>> BEGIN Dataset

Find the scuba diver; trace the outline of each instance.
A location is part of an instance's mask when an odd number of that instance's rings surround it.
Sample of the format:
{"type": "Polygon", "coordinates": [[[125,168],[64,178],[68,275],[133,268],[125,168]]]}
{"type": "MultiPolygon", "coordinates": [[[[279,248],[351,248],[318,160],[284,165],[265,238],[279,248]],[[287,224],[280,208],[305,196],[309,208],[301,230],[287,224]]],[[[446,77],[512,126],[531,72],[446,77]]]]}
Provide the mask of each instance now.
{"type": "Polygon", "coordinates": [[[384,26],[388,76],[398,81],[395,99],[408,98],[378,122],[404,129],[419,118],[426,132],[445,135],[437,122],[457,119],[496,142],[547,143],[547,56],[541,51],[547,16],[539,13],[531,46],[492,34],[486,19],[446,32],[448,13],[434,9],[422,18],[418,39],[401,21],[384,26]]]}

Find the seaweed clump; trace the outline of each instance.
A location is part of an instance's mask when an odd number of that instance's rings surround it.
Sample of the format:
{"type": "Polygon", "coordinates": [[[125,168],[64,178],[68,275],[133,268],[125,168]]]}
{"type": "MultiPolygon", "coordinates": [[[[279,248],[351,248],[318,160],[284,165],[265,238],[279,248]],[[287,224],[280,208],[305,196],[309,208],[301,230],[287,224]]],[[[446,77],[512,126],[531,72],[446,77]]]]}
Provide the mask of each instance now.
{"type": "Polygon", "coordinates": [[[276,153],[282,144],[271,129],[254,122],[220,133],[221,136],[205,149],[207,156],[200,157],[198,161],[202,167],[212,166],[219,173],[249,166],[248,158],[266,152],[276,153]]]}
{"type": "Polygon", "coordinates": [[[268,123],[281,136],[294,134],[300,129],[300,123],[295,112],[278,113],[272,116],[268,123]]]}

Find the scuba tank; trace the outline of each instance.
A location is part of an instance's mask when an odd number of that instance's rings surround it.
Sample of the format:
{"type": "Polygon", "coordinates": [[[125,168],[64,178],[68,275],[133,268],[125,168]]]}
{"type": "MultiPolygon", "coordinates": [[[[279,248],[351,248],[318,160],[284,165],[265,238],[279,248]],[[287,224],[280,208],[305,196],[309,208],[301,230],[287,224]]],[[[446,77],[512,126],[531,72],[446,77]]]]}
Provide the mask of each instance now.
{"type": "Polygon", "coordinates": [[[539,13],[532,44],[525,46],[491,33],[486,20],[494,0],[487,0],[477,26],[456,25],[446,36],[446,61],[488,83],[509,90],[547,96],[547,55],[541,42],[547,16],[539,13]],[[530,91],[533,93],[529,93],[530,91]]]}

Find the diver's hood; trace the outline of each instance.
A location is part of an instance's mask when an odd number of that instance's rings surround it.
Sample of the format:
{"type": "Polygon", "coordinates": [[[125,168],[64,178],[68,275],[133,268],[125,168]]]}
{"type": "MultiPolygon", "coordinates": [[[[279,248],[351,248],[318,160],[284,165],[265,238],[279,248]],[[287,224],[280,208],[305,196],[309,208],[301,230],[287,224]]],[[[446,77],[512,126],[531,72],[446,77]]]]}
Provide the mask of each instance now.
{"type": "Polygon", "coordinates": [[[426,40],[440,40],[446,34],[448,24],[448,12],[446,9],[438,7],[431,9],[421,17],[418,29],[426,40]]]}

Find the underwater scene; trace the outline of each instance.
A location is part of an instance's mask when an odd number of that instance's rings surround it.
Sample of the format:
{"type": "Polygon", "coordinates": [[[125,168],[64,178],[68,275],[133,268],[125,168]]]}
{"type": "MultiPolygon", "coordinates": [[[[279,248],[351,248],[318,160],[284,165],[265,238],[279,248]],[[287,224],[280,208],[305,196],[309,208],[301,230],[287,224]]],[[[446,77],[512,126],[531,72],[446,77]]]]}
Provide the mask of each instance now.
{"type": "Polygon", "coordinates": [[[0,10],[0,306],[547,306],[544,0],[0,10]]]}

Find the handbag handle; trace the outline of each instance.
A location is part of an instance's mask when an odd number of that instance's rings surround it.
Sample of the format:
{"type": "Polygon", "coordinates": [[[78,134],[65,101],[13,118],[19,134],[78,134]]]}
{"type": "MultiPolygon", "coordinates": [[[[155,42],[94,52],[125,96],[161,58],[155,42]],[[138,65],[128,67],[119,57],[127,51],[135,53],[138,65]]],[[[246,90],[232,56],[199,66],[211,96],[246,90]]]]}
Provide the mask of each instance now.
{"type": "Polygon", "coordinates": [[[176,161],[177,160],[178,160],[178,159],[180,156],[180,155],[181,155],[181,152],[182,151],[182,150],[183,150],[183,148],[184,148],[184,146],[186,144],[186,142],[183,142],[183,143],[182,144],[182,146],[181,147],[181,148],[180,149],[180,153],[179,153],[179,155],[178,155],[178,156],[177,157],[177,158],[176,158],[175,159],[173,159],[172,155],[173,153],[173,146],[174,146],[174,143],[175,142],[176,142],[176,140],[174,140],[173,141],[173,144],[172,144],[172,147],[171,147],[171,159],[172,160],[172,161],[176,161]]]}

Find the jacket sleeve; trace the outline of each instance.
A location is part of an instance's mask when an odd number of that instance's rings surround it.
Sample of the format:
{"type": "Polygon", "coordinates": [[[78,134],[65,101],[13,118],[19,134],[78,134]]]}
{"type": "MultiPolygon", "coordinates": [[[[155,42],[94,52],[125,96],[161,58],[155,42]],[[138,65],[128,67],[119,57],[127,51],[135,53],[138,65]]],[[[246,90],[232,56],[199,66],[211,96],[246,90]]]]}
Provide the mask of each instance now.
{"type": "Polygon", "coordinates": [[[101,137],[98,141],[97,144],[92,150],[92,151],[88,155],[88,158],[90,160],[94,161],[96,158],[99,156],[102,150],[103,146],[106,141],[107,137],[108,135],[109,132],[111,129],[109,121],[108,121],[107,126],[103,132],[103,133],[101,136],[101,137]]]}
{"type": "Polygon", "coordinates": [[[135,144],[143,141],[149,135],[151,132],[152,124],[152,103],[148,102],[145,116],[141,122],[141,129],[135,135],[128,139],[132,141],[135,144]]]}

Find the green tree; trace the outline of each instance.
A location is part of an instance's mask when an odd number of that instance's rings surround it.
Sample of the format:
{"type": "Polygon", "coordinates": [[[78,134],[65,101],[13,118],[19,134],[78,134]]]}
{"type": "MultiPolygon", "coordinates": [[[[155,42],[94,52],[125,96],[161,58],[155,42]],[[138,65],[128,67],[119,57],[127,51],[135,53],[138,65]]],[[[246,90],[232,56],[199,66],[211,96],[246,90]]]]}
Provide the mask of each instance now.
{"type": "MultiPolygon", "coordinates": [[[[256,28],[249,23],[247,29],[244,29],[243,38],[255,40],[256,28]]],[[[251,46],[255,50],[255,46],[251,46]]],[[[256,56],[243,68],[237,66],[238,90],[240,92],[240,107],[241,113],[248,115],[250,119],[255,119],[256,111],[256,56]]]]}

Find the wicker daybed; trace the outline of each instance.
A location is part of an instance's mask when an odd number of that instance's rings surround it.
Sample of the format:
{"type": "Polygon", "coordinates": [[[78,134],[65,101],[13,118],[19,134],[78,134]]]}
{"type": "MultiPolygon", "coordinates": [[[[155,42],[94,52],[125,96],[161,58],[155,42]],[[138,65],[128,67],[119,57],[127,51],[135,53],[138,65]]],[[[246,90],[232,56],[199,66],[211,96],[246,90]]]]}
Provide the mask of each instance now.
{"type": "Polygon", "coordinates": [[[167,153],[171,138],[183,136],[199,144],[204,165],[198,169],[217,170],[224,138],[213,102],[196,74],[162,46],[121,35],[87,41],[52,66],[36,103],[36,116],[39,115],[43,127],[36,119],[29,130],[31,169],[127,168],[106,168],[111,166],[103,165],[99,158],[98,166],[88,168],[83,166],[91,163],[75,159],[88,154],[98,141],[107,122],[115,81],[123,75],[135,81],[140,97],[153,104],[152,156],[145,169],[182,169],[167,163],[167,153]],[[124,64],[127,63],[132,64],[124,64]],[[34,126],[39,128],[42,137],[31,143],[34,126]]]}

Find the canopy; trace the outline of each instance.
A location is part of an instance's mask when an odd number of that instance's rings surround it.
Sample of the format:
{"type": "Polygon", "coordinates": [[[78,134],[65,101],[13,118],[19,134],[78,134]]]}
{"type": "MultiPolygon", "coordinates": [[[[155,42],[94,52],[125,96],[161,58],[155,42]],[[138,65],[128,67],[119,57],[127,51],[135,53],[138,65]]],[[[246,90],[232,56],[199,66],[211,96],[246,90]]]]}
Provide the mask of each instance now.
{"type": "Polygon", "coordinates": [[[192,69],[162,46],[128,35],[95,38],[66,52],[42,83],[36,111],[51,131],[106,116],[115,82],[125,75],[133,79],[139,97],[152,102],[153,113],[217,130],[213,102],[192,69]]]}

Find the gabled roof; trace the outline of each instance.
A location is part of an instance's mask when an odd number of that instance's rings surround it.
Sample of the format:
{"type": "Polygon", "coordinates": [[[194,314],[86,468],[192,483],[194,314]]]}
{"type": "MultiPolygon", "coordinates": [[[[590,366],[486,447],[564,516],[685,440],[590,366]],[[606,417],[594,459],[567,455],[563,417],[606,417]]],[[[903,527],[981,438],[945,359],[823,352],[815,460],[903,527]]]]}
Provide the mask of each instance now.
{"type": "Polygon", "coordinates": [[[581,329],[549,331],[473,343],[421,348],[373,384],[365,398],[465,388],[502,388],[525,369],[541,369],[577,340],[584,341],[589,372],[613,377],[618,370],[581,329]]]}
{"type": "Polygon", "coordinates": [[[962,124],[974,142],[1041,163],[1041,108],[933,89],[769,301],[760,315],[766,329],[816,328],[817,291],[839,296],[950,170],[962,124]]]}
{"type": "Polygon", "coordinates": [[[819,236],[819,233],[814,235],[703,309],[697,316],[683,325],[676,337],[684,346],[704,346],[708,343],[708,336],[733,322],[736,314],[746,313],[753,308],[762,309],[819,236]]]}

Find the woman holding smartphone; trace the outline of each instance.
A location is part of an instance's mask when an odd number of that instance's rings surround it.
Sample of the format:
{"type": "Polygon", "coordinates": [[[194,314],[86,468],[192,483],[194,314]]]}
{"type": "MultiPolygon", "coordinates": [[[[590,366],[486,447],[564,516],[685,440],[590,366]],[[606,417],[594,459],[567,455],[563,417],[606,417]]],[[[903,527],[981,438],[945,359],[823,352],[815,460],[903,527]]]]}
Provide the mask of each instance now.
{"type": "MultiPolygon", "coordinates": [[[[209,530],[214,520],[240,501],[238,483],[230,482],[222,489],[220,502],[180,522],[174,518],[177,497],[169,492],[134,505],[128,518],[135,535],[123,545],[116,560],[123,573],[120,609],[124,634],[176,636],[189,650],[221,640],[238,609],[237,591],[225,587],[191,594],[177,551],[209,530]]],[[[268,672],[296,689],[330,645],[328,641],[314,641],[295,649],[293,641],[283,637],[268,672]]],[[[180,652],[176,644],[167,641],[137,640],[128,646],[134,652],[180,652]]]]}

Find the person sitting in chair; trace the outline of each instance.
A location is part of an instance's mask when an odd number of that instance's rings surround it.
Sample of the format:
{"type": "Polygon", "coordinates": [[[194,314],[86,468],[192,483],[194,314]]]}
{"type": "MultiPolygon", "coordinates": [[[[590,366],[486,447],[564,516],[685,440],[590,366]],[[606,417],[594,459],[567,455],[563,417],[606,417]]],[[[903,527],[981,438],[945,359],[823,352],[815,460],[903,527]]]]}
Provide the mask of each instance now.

>> END Dataset

» Requirements
Repeat only the stretch of lines that opens with the line containing "Find the person" and closes with the final line of the entries, both included, exactly as written.

» Answer to the problem
Find the person sitting in chair; trace the outline of each instance.
A location is part of an instance's mask when an odd number of that instance's rings surround it.
Sample of the format:
{"type": "Polygon", "coordinates": [[[194,314],[86,468],[192,483],[194,314]]]}
{"type": "MultiPolygon", "coordinates": [[[[590,366],[486,447],[564,516],[685,440],[590,366]],[[606,417],[594,459],[567,455],[563,417],[606,417]]],[[[903,527],[981,438],[945,359],[823,352],[815,460],[903,527]]]]}
Provide the mask of each instance now.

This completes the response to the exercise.